◆ Exercise text:
Ten paediatric cases of Polio have been confirmed in Syria by the World Health Organisation (WHO), and twelve more are awaiting laboratory results.
Poliomyelitis, or simply Polio, is a viral disease caused by the poliovirus. This is a small and simple virus with a single-stranded positive-sense RNA genome. Polio is transmitted via oral-faecal route and the mildest form of the disease results in flu-like symptoms and gastrointestinal disturbances. However, if the virus enters the central nervous system, it results in non-paralytic aseptic meningitis, acute flaccid paralysis, or encephalitis.
The vaccine is very effective and safe, but there is no cure for polio. Symptomatic patients must rely in symptom-relief approaches and complications prevention, such as antibiotics, analgesics, physical therapy, and in some cases surgery.
Polio has not been reported in the country for the past 14 years. Immunisation is very successful under normal circumstances, but is a challenge in war environments. According to BBC, vaccination rates diminished from 95% in 2010 to 45% in 2013. Many hospitals are currently closed and most of health carers have left.

◆ Information provided:
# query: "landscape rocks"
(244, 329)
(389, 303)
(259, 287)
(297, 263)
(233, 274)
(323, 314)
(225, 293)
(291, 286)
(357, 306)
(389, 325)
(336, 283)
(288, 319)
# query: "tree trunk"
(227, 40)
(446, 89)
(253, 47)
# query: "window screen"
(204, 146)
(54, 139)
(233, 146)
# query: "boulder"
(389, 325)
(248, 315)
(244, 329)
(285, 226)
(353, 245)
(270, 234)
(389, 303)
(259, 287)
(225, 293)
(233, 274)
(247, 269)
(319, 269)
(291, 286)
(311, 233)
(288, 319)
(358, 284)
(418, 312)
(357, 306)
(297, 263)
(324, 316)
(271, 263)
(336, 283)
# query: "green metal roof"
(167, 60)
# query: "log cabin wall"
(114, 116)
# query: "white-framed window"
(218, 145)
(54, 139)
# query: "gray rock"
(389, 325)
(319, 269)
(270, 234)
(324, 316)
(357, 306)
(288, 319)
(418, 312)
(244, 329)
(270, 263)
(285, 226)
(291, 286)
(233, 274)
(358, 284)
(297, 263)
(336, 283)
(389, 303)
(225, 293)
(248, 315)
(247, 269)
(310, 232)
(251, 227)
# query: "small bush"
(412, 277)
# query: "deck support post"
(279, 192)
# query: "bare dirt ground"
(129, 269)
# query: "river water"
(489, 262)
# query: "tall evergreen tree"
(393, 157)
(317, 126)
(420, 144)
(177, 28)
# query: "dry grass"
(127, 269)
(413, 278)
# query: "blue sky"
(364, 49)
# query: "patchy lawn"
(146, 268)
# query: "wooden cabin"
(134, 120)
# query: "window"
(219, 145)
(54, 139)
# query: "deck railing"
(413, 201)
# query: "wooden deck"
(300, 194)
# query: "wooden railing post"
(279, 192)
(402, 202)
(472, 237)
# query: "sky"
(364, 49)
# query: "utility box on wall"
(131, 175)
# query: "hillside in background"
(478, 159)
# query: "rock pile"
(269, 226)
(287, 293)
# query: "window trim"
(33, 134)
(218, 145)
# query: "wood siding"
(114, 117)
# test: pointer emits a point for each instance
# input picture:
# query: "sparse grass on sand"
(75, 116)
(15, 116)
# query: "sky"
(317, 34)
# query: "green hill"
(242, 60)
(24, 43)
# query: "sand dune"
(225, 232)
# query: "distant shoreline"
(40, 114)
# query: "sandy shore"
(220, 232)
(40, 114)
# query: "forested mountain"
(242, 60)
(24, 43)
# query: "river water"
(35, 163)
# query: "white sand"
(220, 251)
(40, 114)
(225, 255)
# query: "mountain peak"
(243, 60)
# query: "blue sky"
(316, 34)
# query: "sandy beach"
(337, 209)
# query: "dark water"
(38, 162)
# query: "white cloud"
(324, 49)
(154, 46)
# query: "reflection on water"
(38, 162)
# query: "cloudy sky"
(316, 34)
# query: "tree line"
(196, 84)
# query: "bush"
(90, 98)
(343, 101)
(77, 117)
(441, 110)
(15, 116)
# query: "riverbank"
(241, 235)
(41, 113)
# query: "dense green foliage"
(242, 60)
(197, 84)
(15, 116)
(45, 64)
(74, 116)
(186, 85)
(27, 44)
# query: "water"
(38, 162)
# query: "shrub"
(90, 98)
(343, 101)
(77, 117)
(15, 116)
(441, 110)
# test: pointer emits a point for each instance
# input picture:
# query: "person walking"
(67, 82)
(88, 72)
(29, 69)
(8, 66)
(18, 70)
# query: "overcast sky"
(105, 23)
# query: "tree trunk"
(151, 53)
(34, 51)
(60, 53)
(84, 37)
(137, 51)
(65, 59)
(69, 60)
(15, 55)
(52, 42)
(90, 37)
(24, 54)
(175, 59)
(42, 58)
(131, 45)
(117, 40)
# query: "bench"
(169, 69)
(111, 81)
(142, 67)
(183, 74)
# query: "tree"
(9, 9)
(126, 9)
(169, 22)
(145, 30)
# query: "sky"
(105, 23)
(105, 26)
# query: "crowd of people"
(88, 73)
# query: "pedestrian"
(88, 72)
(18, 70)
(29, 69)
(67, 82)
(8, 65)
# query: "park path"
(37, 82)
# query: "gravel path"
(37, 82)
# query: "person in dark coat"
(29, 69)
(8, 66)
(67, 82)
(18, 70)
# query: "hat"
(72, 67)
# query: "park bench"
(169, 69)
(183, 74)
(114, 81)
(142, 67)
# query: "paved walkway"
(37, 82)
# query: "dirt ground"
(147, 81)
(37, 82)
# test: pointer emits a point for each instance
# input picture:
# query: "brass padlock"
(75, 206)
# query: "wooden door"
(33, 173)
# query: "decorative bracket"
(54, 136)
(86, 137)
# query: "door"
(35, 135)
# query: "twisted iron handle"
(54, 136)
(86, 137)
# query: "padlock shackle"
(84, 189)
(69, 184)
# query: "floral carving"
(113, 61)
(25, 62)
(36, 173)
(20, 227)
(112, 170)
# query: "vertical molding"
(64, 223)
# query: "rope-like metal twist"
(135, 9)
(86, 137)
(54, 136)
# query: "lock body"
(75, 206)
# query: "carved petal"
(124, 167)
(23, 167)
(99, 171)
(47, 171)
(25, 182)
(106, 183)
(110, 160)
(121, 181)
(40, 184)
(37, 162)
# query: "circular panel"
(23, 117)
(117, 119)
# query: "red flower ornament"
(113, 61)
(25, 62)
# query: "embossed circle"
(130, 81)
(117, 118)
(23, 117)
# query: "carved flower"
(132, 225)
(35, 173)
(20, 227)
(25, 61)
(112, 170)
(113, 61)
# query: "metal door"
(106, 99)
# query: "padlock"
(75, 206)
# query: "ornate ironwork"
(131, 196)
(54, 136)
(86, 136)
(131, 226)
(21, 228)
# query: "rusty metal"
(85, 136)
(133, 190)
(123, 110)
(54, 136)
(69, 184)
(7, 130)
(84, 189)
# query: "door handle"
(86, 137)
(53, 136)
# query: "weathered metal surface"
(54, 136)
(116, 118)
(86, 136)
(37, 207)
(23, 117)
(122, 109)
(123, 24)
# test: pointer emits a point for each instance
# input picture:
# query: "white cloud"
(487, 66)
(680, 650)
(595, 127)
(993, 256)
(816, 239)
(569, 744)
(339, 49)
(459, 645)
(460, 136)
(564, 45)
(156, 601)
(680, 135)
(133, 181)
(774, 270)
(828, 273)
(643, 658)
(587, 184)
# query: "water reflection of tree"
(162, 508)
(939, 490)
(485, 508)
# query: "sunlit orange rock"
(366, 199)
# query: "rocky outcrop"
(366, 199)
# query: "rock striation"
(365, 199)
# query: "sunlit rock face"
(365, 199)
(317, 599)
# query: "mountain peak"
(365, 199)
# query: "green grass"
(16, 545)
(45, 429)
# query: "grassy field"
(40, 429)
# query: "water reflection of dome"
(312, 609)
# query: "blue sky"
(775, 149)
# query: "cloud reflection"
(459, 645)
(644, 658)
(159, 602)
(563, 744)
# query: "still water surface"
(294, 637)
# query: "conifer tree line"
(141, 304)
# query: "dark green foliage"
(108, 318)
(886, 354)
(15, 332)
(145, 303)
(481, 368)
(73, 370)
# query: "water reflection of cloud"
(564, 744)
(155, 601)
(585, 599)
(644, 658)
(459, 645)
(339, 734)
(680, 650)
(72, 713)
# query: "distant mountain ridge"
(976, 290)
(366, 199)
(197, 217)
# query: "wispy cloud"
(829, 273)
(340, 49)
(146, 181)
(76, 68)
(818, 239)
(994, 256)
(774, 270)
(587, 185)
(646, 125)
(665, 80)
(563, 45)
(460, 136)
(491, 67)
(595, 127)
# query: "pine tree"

◆ About this task: Continue the passage about polio cases in Syria, starting right after its final sentence.

◆ Response to this task:
The disease has a major risk of uncontrolled spreading due to overpopulation in refugees camps, poor hygiene and sanitation infrastructures, and contaminated water supplies.
Supplementary immunisation is being planned to occur in bordering countries, such as Jordan, Lebanon, and Turkey. There is an outbreak alert, and health care force is searching for additional potential cases.
Asymptomatic carriers are the major threat as they do not realise they are infected, but continue to spread the disease.
It is suspected that polio has been carried by foreigners who are fighting in Syria, and further DNA analysis is being done to identify the strains and origins of the virus.
Additionally, other diseases, such as measles, typhoid and hepatitis A, have been reported amongst Syrians.